PROVIDED PASSAGE –

Climate change leads to environmental disaster in Paris

By Alex Kerravala, Staff Writer

The title pretty much says it all. For some unforeseen reason that can’t be explained scientifically at all, the Seine River in Paris is flooding for the first time since 1910. Streets throughout Paris look as if a hurricane passed through, and the Eiffel Tower is closed to tourism.

The Eiffel Tower isn’t the only piece of history threatened, as the flooding also threatens The Louvre, which holds some of the most valuable pieces of artwork in human history.

More than 1000 Parisians have been evacuated from their homes, and more than 1,200 others are living without power. In fact, two hospitals have been completely evacuated in preparation of the power outages.

Not only this, but Paris has one of the world’s most intricate and vital metro systems. The Paris Metro getting flooded could mean this is only the beginning of the disaster Paris will need to fix.

Now what could’ve caused such a tragedy? Is this a preventable hazard, that France could have stopped and is now paying for their arrogance with the time, money, and manpower to fix this catastrophe?

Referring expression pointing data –
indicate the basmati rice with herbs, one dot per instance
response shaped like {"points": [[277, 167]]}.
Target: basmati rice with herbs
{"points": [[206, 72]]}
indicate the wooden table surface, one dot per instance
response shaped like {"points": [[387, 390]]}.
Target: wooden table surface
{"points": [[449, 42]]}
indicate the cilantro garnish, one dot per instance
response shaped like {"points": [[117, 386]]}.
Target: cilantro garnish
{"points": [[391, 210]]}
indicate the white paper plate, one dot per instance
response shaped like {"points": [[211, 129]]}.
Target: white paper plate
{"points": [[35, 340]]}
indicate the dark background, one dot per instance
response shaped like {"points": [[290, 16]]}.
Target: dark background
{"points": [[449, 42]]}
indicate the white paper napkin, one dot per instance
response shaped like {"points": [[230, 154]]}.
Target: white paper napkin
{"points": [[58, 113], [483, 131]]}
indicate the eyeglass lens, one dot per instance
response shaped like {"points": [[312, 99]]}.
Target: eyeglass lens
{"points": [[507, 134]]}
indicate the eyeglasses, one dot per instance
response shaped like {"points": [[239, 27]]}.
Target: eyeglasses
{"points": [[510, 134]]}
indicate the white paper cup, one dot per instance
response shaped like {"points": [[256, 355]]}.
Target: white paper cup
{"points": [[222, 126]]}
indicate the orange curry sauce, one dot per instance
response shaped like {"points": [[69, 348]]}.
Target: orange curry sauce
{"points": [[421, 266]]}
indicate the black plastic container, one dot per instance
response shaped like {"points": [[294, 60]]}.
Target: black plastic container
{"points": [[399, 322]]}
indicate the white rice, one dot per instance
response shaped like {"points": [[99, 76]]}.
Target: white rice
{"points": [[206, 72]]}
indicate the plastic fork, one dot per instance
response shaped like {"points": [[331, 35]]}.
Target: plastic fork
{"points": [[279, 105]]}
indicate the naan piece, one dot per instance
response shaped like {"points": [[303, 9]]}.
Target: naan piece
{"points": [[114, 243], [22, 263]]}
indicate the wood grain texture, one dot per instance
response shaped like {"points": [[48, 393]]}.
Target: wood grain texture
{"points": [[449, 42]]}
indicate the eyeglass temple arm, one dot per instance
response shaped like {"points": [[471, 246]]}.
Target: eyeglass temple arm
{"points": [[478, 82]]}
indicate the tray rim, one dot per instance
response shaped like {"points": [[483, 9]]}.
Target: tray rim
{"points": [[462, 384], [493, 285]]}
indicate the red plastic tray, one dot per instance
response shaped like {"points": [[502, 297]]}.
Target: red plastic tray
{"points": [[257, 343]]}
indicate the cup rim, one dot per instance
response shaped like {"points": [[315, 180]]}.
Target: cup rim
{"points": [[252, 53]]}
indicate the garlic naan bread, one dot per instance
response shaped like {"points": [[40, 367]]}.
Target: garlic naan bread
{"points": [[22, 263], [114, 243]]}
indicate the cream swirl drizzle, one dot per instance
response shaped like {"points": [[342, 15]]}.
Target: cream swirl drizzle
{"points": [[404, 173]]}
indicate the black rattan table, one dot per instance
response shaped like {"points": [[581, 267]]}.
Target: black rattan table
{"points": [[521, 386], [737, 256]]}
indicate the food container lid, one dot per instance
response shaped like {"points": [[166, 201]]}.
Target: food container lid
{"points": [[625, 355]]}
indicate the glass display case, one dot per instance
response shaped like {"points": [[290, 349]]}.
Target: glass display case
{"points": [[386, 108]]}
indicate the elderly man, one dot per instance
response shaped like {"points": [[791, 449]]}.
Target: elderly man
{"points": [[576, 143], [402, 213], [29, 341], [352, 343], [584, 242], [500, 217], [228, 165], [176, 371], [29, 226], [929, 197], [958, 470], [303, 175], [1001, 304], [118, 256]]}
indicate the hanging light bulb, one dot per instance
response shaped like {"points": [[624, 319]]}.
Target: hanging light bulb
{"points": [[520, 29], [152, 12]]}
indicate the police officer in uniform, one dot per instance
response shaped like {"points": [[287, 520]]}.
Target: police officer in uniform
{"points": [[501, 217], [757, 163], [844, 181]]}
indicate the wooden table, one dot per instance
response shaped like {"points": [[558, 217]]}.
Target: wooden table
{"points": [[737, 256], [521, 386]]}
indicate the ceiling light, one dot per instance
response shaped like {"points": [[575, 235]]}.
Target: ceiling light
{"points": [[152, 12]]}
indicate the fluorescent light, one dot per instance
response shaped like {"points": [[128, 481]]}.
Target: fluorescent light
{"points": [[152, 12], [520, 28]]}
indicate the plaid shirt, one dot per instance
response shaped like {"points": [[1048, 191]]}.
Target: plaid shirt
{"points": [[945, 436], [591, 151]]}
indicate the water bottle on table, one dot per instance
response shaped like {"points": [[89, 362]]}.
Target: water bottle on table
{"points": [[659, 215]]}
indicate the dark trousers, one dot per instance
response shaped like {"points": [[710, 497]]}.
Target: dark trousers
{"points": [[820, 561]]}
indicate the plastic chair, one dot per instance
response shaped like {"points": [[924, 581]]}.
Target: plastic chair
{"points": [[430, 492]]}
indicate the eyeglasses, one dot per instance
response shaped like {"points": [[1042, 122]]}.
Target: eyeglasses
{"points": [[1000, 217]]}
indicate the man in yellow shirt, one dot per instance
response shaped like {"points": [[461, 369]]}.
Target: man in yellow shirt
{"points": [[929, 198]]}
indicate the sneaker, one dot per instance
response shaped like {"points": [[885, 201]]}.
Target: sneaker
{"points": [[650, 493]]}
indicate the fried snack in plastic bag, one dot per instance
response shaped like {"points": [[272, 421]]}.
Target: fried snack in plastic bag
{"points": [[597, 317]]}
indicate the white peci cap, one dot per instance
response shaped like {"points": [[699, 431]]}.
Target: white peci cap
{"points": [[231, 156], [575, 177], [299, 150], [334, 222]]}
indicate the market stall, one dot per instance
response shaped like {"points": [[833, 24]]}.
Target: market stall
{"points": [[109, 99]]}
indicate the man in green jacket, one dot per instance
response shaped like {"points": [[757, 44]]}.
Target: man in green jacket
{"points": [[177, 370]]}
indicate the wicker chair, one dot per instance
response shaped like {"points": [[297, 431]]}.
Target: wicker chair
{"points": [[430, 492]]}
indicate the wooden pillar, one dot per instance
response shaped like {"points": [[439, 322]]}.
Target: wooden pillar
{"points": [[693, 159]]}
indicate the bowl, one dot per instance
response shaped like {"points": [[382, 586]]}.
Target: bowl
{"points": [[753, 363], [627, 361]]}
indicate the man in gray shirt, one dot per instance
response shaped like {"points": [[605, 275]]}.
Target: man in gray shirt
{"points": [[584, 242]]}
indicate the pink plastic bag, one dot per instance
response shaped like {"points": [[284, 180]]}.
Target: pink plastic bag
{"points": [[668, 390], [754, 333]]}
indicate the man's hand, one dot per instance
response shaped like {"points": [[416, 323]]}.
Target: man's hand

TASK OBJECTIVE – Pick up the article about the Seine flooding in Paris after its last sentence and keep writing it.

THE ANSWER –
Well, yes and no. This was preventable, but Paris is not the party to blame.

Climate change is the first and last thought that came to my mind when I heard this tragic news from Paris. We as a world have been warned about the rising sea levels that comes with the melting of the Poles.

We’ve been warned about the dangers of greenhouse gases raising the temperature of the earth. We have been warned about every possible environmental threat that can be fixed with a push to renewable energy. Yet there are still those who would deny the necessity to change.

What makes it even more tragic is the location itself. It may be hard to remember, as it happened back in June and it seems twice a week there is some new Trump headline, but Trump had America leave the Paris Climate Agreement, a simple, modest, agreement among almost every first world country to better manage carbon emissions and greenhouse gases.

Of course Trump couldn’t do that to his sweet, beautiful, clean coal, and had the United States leave the agreement.

Streets across Paris are flooded, but it is far more important the US invest in a primitive and destructive source of energy.

So every other county is doing their absolute best to prevent what happened in Paris, where the U.S. willfully pollutes as it always has.

With almost every war since Korea, and now this, I guess the U.S. has gotten accustomed to others paying for their mistakes. No wonder Trump so desperately wants Mexico to pay for the wall.

So what can we do about it? We’re college students in a state run university in Massachusetts. There can’t possibly be something we can do to help, is there?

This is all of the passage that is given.